------ Texto mostrado ------

En realidad, es algo injusto decir que esto es un experimento. Porque se lleva aplicando mucho tiempo. En los países del sur lo saben bien. Lo hemos llamado “globalización”, “deslocalización”, y consiste en que quienes hacen el trabajo se llevan además la suciedad. Como contrapartida, quien tiene el dinero puede permitirse vivir como si no existieran los cánceres que deja el capitalismo, porque quienes se mueren son otros. A escala global, llevamos siendo partícipes de esta lógica mucho tiempo. Ahora el cerco se estrecha y se hace evidente hasta qué punto es cierto también a otras escalas.
Lo que pasa es que, en este laboratorio Madrid de la era re-Covid, también se ve la trampa. La desigualdad de una ciudad tiene al aire las costuras de que quienes habitan en las zonas-periferia cogen cada mañana somnolientas metros y autobuses para llegar a trabajar a las zonas-centro que no se sostienen sin sus manos. A la desigualdad de una ciudad se le ve el plumero de que las zonas-de-una-renta colindan con las zonas-de-otra, y caen o no en la lista de los guetos también un poco en función de a quien tengan por vecino.
Cuando “confinamiento” significa algo tan laxo y tan sesgado como lo que se está proponiendo en Madrid, lo que suponen las medidas tiene poco de protección y mucho de señalamiento. Lo que se ha trazado es la frontera entre las vidas que valen más y las que valen menos; entre a quienes se quiere ofrecer un transcurrir tranquilo y amable de los días, y a quienes solo se ve como mano de obra.
En la rueda de prensa de los balones fuera se escuchó decir: “Puedes elegir si ser virus o vacuna”. No sé qué es más grave: si apuntalar en nuestras cabezas una dicotomía perversa entre gente peligrosa y buenos ciudadanos, o la idea de que se puede elegir. Es mucha trampa insinuar que la mayor incidencia de la pandemia se debe a comportamientos individuales cuando si algo muestran los mapas de centros y periferias es que la cuestión es estructural.

------ Sección de datos ------

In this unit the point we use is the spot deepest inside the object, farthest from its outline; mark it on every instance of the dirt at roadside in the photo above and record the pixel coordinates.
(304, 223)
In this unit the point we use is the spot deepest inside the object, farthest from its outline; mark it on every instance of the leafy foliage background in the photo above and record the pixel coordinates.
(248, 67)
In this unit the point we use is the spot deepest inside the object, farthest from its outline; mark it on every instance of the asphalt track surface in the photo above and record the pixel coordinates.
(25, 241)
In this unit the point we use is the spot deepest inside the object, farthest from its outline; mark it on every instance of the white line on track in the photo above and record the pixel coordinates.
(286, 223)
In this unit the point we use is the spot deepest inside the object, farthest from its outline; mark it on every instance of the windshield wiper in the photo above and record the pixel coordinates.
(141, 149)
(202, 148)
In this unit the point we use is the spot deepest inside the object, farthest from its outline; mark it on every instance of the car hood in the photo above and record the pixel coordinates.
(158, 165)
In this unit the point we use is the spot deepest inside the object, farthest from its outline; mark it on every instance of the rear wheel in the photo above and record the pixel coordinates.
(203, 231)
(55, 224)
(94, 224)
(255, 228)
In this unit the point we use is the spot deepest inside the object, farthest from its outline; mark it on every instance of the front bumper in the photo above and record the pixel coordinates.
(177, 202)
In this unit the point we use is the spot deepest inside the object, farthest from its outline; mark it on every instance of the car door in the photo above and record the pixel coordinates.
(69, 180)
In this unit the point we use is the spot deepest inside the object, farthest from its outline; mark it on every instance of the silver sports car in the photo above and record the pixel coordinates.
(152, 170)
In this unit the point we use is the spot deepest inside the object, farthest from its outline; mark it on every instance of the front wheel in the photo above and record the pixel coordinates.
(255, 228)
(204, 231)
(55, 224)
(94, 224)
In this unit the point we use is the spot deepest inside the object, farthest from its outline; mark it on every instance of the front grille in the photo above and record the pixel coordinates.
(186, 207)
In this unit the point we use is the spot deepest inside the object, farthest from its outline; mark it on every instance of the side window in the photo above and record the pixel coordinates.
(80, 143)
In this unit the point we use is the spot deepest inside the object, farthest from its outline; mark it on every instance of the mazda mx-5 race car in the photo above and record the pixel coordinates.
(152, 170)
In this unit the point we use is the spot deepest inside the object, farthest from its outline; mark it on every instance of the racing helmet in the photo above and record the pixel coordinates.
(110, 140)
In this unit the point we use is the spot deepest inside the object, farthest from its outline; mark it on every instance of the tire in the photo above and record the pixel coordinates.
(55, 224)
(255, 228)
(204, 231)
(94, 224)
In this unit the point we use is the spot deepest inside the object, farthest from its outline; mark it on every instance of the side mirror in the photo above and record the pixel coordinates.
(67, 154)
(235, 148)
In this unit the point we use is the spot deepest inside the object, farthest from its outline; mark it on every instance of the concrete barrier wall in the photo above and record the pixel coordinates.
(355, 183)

------

[Ejercicio]
Retoma el texto sobre el confinamiento desigual en Madrid y continúalo a partir de su última oración. Las líneas de datos provienen de una fuente distinta a la del texto.

[Respuesta]
¿Os acordáis de cuando aprendimos la palabra “esenciales” y salíamos cada tarde a aplaudir a las ventanas? A lo mejor no quedó suficientemente claro que esas personas, las que hacen las tareas sin las cuales nada se tiene en pie, no son fantasmas etéreos. Son cuerpos frágiles que viven en alguna parte. Dice la estadística que probablemente en alguna de esas zonas a cuyos habitantes ahora se les dice: ponte en riesgo para venir a trabajar, pero enciérrate en cuanto acabes la jornada.
Y eso que también había otra cosa que se suponía que habíamos aprendido: aquello de que la salud del colectivo es la del más débil de sus eslabones. Estas medidas no solo resultan indignantes en términos humanos, sino también absurdas en términos sanitarios.
A menos, claro, que el plan también incluya un completo cambio de lógica respecto a cómo afrontar una crisis como esta: que del “cuidémonos entre todos” ya estemos pasando a un “sálvese quien pueda”. No parece descabellado pensar, por ejemplo, en un plan en el que solo quien pueda pagarlo sea quien tenga acceso a una PCR o a una vacuna, y con ello también a la “normalidad”, mientras toda su periferia se queda con el trabajo, con el dolor y con el estigma. Al fin y al cabo, hay quienes ya están en ello. Y son de la estirpe de la saga de hijas sanas del liberalismo que están al mando del laboratorio Madrid.